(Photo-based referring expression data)

◇ ◇ ◇ ◇

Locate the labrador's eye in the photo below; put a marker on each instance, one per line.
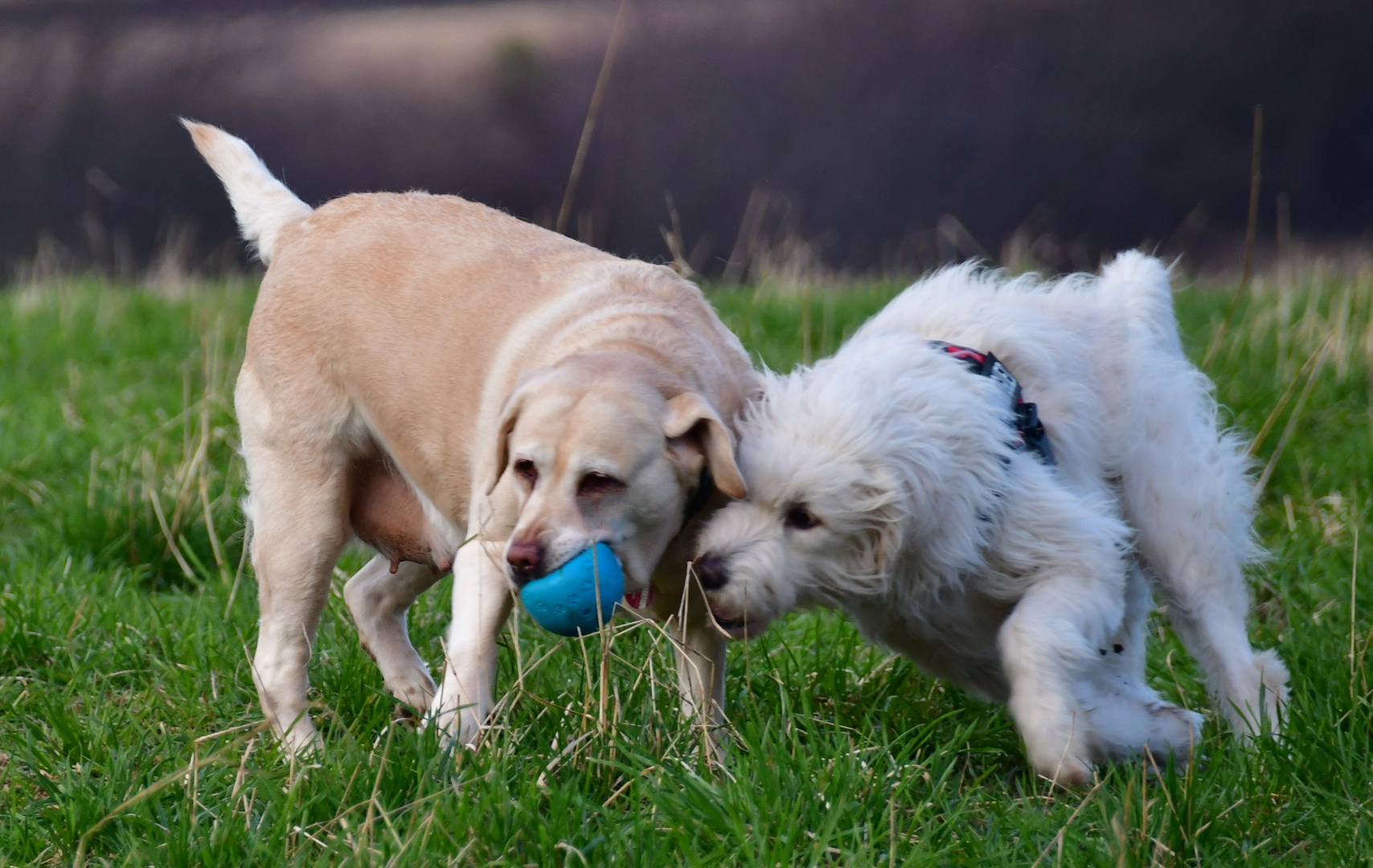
(599, 485)
(525, 470)
(801, 518)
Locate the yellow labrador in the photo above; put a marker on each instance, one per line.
(422, 371)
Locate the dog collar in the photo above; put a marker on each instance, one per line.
(1030, 433)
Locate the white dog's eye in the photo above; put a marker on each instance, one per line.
(599, 484)
(525, 470)
(801, 518)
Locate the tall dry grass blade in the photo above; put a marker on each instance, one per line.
(740, 259)
(166, 533)
(1277, 408)
(592, 114)
(1255, 180)
(1291, 424)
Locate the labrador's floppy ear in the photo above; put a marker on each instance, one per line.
(688, 414)
(510, 415)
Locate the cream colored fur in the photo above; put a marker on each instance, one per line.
(455, 339)
(1022, 583)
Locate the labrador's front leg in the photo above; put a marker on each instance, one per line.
(481, 606)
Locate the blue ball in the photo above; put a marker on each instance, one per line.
(564, 600)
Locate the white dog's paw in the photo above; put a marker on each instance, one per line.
(1064, 769)
(413, 687)
(1174, 731)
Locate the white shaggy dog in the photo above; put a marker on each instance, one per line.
(891, 481)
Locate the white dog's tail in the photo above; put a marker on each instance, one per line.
(1141, 283)
(263, 205)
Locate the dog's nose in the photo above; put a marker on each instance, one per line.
(527, 559)
(710, 571)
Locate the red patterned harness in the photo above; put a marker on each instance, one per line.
(1030, 433)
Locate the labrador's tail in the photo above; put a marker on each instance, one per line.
(263, 205)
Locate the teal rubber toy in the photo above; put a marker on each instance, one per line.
(564, 600)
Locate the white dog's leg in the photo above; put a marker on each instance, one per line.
(379, 600)
(700, 670)
(481, 604)
(1125, 714)
(1072, 550)
(1045, 655)
(1187, 490)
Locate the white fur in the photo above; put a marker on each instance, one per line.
(261, 203)
(1022, 583)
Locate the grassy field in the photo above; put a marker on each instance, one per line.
(129, 731)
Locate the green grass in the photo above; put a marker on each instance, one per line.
(128, 714)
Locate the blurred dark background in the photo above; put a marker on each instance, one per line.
(857, 135)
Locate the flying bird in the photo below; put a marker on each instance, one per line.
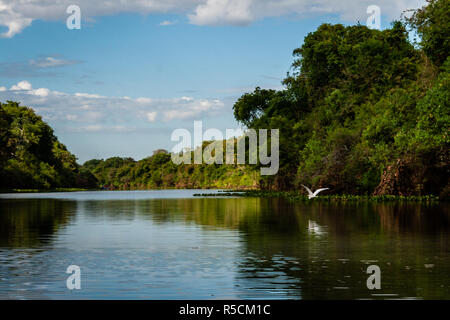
(315, 193)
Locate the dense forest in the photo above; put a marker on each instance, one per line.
(31, 157)
(363, 111)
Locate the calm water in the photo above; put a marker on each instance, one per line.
(171, 245)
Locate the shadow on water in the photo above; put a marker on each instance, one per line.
(33, 222)
(282, 250)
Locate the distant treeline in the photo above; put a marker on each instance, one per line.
(363, 112)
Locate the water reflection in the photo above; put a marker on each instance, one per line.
(210, 248)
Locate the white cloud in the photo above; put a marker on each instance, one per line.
(17, 15)
(49, 62)
(217, 12)
(167, 23)
(43, 92)
(94, 112)
(22, 85)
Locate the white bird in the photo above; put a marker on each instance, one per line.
(315, 193)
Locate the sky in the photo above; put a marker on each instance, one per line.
(137, 70)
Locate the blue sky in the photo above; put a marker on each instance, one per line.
(137, 70)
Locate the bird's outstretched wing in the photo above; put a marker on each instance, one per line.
(307, 189)
(319, 190)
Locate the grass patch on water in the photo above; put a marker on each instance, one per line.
(294, 196)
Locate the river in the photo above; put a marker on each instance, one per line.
(168, 244)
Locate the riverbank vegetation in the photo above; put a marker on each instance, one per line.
(295, 196)
(363, 112)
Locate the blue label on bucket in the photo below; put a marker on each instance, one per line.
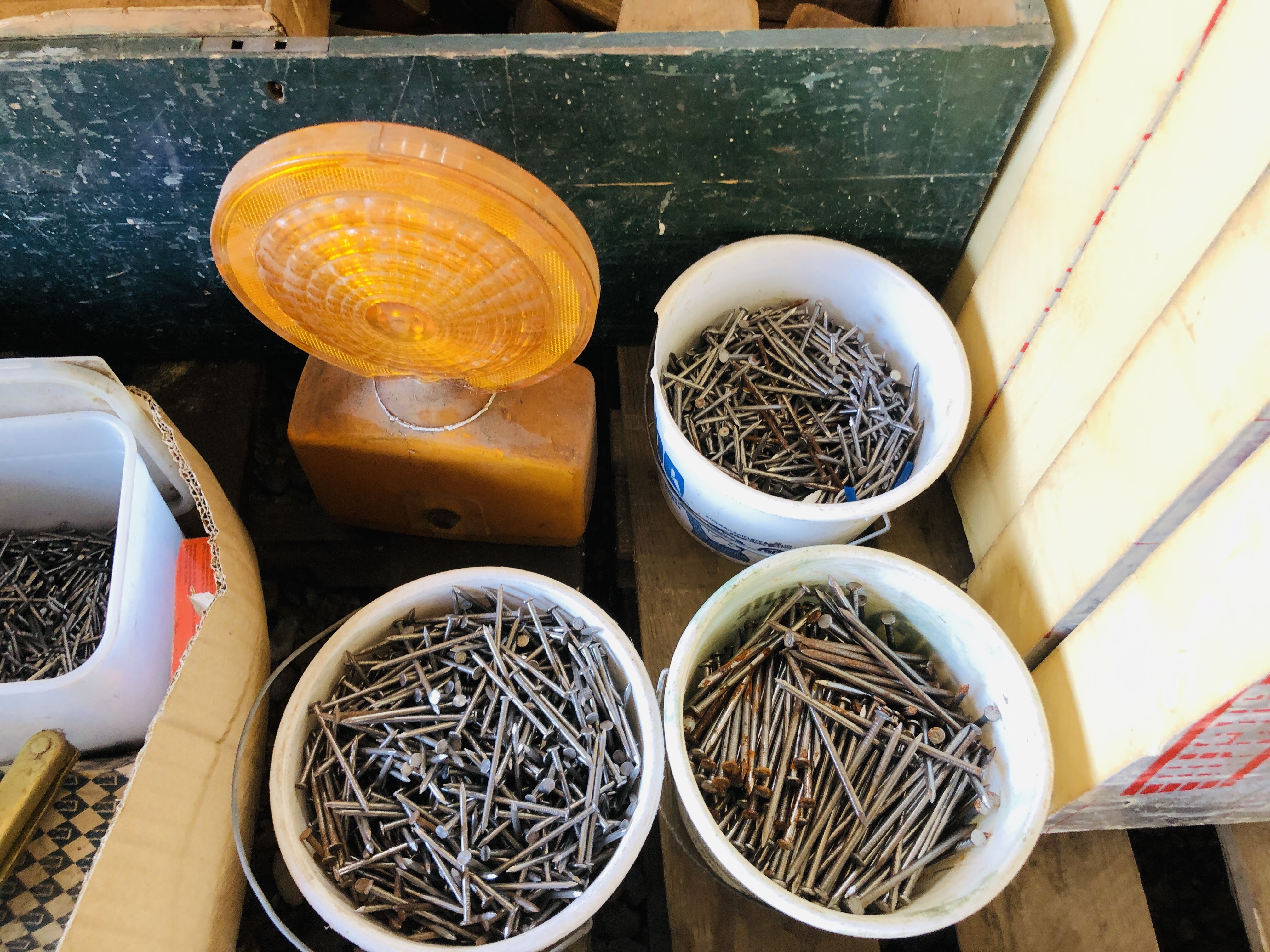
(672, 475)
(722, 540)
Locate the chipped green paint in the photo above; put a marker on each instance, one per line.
(112, 153)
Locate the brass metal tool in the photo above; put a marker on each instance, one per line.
(28, 789)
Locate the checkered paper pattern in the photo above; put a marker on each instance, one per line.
(36, 902)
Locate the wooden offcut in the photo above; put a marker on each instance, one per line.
(809, 16)
(778, 12)
(685, 16)
(541, 17)
(601, 12)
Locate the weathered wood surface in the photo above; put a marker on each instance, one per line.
(112, 153)
(1076, 892)
(1246, 847)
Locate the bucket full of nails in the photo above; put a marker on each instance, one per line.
(855, 743)
(802, 389)
(473, 758)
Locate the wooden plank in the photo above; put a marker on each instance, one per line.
(1185, 738)
(188, 18)
(662, 17)
(143, 22)
(675, 577)
(1075, 25)
(1169, 434)
(1130, 70)
(1215, 136)
(1246, 847)
(961, 13)
(613, 124)
(1076, 892)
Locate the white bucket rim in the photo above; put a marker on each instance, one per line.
(332, 905)
(918, 482)
(748, 876)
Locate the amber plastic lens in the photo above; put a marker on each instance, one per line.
(394, 251)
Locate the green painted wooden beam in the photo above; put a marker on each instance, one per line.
(112, 151)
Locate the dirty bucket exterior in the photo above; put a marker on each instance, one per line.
(935, 617)
(368, 627)
(856, 287)
(83, 470)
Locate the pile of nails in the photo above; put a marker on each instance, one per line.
(54, 591)
(474, 771)
(835, 763)
(797, 407)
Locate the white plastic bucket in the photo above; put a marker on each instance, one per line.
(856, 287)
(82, 470)
(368, 627)
(971, 650)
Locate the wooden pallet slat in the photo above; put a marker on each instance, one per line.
(1246, 847)
(1076, 892)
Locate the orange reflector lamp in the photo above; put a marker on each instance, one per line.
(428, 276)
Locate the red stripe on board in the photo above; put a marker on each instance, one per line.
(1194, 732)
(1163, 761)
(1212, 22)
(1248, 768)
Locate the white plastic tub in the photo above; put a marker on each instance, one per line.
(859, 289)
(82, 471)
(368, 627)
(972, 650)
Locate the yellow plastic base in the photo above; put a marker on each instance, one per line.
(524, 473)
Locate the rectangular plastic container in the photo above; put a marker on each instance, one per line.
(83, 471)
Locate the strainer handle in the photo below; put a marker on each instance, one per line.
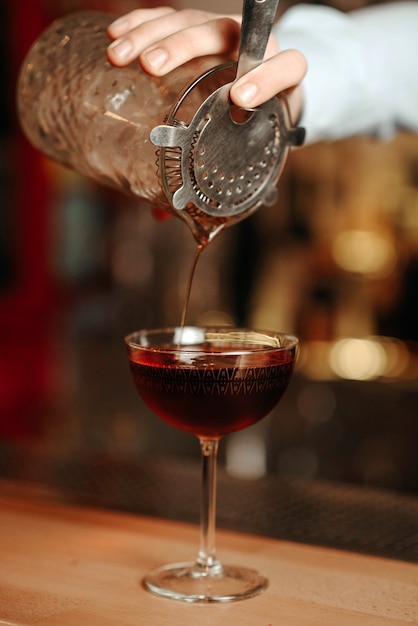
(257, 21)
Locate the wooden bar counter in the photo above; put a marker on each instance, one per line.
(65, 565)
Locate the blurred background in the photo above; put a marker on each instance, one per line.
(335, 261)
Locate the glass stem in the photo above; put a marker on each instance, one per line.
(207, 551)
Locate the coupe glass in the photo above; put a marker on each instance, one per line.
(210, 382)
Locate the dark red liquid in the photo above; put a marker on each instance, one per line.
(209, 399)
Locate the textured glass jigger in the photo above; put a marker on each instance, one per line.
(210, 382)
(81, 111)
(175, 141)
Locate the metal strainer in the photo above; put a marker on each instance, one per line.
(226, 161)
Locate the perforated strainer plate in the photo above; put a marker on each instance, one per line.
(226, 166)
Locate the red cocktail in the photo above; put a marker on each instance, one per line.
(210, 382)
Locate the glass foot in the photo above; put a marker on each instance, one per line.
(189, 582)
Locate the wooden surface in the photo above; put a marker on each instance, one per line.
(62, 565)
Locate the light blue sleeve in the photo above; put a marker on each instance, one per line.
(362, 68)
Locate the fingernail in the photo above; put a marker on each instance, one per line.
(246, 92)
(156, 58)
(121, 47)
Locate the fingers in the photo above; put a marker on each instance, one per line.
(163, 38)
(282, 72)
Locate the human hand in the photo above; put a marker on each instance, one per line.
(164, 38)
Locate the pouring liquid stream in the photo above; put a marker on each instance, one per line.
(196, 257)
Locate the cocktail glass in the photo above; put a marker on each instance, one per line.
(210, 382)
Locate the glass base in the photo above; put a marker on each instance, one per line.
(189, 582)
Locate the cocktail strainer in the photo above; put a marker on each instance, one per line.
(226, 161)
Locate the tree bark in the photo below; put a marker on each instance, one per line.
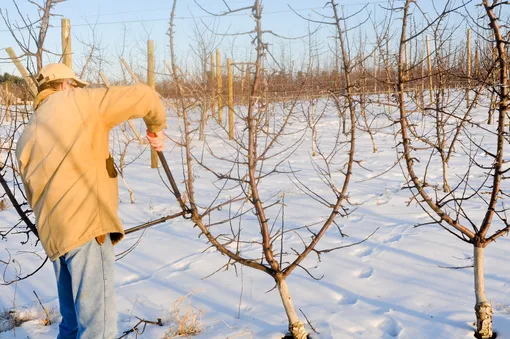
(483, 308)
(296, 327)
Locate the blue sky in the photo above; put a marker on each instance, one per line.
(141, 20)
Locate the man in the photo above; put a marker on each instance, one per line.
(70, 182)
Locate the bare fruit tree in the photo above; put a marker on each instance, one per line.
(451, 210)
(257, 155)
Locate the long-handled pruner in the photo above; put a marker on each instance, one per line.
(176, 192)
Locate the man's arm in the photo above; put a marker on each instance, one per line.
(120, 103)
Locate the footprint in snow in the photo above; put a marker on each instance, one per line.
(365, 273)
(347, 299)
(363, 251)
(393, 238)
(391, 327)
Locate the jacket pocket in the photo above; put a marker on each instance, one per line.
(110, 167)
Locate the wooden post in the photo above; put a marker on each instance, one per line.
(247, 81)
(151, 81)
(477, 60)
(7, 101)
(67, 52)
(220, 86)
(468, 89)
(133, 75)
(375, 71)
(429, 61)
(31, 85)
(242, 79)
(213, 84)
(230, 100)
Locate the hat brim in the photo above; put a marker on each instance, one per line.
(80, 82)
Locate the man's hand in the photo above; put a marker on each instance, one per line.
(156, 140)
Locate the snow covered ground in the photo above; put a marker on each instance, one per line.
(394, 285)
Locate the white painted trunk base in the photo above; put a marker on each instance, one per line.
(483, 308)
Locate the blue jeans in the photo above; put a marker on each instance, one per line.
(86, 292)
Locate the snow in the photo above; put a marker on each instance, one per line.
(393, 285)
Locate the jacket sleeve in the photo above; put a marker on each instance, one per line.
(120, 103)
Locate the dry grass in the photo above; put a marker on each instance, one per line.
(10, 319)
(186, 319)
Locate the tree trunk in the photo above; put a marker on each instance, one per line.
(483, 308)
(296, 327)
(446, 187)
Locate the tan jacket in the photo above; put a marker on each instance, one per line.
(62, 156)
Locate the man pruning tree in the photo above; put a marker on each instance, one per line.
(71, 184)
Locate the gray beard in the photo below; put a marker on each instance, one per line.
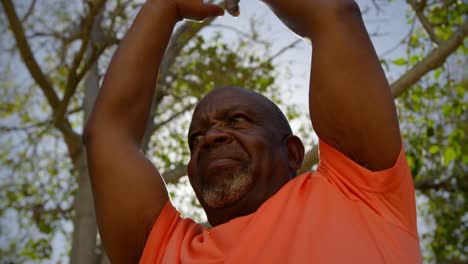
(227, 191)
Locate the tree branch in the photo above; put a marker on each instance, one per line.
(433, 60)
(174, 175)
(27, 55)
(72, 139)
(419, 10)
(74, 77)
(311, 158)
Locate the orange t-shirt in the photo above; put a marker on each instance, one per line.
(343, 213)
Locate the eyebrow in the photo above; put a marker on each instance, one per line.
(222, 114)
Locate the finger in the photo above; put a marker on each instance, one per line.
(211, 10)
(232, 6)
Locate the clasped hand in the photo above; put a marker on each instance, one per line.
(299, 15)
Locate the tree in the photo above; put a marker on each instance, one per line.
(55, 58)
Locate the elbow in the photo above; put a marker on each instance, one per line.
(89, 132)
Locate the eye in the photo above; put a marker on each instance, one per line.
(238, 118)
(195, 139)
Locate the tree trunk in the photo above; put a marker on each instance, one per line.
(85, 228)
(84, 222)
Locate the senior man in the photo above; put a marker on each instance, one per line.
(358, 207)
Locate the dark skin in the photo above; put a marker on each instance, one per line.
(350, 103)
(238, 129)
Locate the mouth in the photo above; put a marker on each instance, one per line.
(223, 163)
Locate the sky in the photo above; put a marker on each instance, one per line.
(390, 22)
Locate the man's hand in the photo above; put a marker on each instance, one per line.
(350, 102)
(303, 16)
(194, 9)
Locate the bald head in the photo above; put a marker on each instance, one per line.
(242, 152)
(224, 93)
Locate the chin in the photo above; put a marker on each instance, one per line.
(228, 191)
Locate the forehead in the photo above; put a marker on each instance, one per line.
(229, 99)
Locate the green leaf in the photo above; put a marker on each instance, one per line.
(434, 149)
(400, 62)
(449, 155)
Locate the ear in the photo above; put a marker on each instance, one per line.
(295, 153)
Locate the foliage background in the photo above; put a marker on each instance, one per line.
(53, 54)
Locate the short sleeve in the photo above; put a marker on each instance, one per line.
(389, 192)
(167, 236)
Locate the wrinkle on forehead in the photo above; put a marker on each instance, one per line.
(227, 99)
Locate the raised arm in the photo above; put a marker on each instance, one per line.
(350, 102)
(129, 192)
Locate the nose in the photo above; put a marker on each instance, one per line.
(215, 136)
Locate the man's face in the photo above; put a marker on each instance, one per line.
(238, 157)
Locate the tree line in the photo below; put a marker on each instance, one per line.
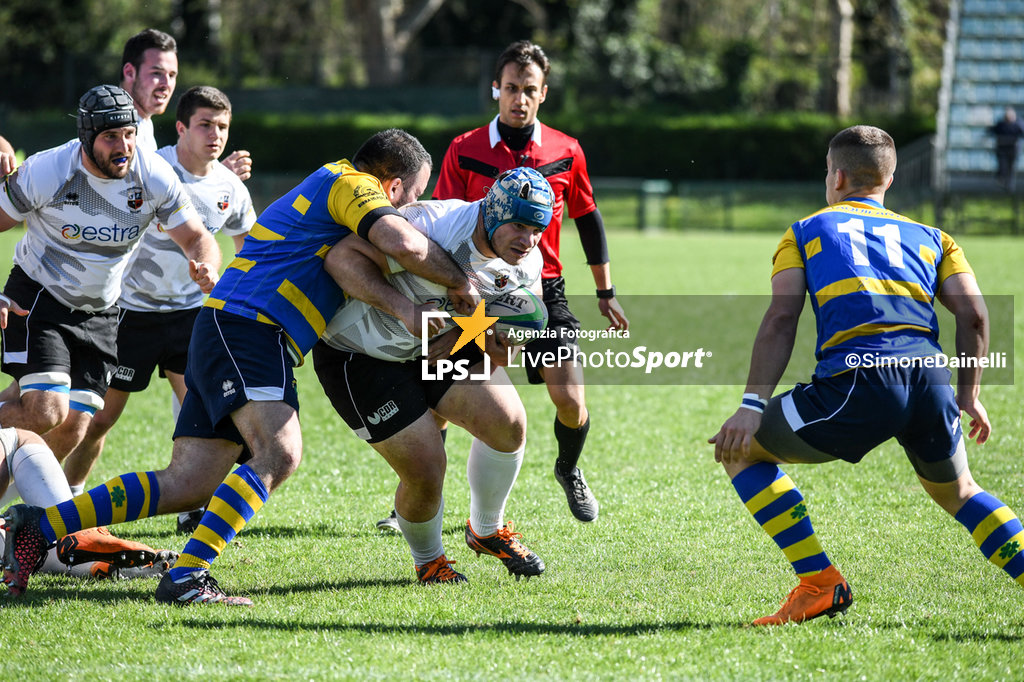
(839, 56)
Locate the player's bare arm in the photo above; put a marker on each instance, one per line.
(421, 256)
(609, 307)
(772, 348)
(239, 162)
(358, 268)
(962, 296)
(201, 249)
(7, 305)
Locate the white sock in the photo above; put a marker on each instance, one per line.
(38, 475)
(8, 496)
(492, 475)
(41, 482)
(424, 538)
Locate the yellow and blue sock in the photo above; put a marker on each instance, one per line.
(232, 505)
(996, 531)
(126, 498)
(778, 507)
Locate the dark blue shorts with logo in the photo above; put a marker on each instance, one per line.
(232, 360)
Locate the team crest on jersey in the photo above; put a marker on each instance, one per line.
(135, 199)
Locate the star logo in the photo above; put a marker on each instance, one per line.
(473, 328)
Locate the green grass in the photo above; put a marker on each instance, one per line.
(659, 587)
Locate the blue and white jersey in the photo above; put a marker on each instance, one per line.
(872, 275)
(81, 229)
(158, 279)
(359, 327)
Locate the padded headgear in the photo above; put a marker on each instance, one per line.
(100, 109)
(519, 195)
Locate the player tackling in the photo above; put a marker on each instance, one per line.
(872, 276)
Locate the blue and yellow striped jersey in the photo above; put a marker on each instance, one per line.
(872, 275)
(279, 275)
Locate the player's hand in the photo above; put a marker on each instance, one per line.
(413, 320)
(240, 162)
(6, 307)
(465, 298)
(980, 427)
(732, 442)
(8, 162)
(203, 274)
(440, 347)
(613, 311)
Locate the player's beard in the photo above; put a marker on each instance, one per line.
(109, 169)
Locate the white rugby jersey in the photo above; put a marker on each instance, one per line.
(157, 279)
(145, 135)
(81, 229)
(361, 328)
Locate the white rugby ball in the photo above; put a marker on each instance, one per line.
(518, 311)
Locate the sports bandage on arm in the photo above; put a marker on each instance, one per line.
(754, 401)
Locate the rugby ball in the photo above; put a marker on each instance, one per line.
(519, 311)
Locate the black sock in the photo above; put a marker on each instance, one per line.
(570, 443)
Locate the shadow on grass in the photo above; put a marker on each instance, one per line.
(274, 531)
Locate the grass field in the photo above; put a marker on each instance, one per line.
(659, 587)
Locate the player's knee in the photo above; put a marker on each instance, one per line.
(44, 399)
(100, 424)
(512, 437)
(27, 437)
(42, 416)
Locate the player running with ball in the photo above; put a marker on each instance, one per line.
(369, 364)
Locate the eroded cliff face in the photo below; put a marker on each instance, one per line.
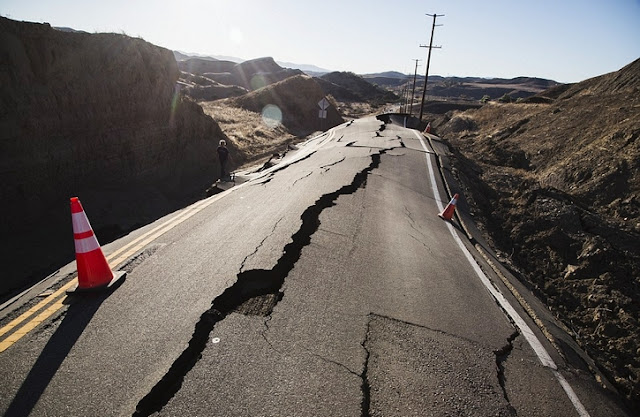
(96, 116)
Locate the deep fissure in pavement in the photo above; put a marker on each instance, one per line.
(502, 355)
(255, 292)
(366, 388)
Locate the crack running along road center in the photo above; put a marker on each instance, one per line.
(526, 331)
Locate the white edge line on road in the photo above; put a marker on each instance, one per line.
(534, 342)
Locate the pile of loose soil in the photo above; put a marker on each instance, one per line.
(556, 187)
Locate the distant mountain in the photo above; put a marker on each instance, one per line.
(387, 74)
(308, 68)
(183, 56)
(347, 86)
(66, 29)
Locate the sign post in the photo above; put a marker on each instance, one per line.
(322, 114)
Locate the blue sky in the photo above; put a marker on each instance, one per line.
(564, 40)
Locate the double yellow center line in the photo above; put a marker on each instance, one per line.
(55, 301)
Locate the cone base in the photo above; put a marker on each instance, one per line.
(117, 276)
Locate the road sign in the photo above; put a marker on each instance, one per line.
(324, 104)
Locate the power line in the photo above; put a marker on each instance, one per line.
(426, 76)
(413, 90)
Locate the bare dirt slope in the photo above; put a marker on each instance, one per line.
(95, 116)
(556, 185)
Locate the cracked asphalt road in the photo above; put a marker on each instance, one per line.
(330, 288)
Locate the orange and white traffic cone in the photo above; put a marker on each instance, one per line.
(94, 272)
(447, 213)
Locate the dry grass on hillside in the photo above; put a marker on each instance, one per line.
(247, 130)
(556, 186)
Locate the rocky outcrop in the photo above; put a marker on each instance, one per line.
(209, 79)
(97, 116)
(347, 86)
(294, 101)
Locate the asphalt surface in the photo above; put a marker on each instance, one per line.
(326, 285)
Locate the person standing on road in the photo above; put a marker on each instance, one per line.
(223, 157)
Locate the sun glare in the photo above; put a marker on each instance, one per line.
(236, 36)
(272, 115)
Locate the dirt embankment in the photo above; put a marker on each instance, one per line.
(556, 186)
(97, 116)
(293, 103)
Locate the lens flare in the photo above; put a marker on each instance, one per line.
(272, 115)
(236, 36)
(257, 81)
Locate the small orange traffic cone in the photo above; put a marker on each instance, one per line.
(94, 272)
(447, 213)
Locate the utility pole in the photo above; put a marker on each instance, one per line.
(413, 90)
(426, 76)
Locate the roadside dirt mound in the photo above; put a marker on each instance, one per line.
(201, 66)
(209, 79)
(556, 185)
(96, 116)
(292, 102)
(347, 86)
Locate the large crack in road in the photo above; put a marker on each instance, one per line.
(255, 292)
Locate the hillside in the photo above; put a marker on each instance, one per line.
(555, 183)
(295, 102)
(464, 88)
(347, 86)
(96, 116)
(210, 79)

◇ ◇ ◇ ◇

Reproduce each line of the entries above from the one containing "Locate the cracked" through the last, exactly, and no other line.

Locate the cracked asphalt road in the photo above; put a marker on each instance, one per line.
(330, 288)
Locate the orange and white traffic cone in the photo above; put a marker on each instance, one per line.
(94, 272)
(447, 213)
Locate the dry grass on hillside in the photo above; put a marker on each instance, one per line.
(247, 130)
(556, 186)
Locate the rocky outcrop in the photo above; put a marker on each instance, one per line.
(209, 79)
(97, 116)
(347, 86)
(294, 101)
Locate the asphalt surface in the photo above; put a marker on each instance, one per line.
(326, 285)
Locate the person standing on road in the photo above; put a marker on each instance, one per line.
(223, 157)
Locate the sun glare in the photo above; put a marker on each instance, one per line.
(236, 36)
(272, 115)
Locate the dirt embankment in the photo above; put a marker on each instance, one per line.
(556, 186)
(97, 116)
(293, 103)
Locate the lens flare in the photo above; put a marker on each instance, one per line.
(272, 115)
(236, 36)
(257, 81)
Locate the small orange traffic cone in the photo above; put a marker on each instance, one per line.
(94, 272)
(447, 213)
Locate the utility pole in the photo above; put a marker on each instance, one per line.
(413, 90)
(426, 76)
Locate the roadside dirt mound in the photo above; put a marker on each instance, one per line.
(201, 66)
(209, 79)
(556, 185)
(96, 116)
(292, 102)
(347, 86)
Locate the large crack in road in the photo above; put a marker on each instance, one per line.
(255, 292)
Locate the hillside in the photo above; put a marker on each instance, one per line.
(555, 183)
(295, 102)
(464, 88)
(347, 86)
(96, 116)
(210, 79)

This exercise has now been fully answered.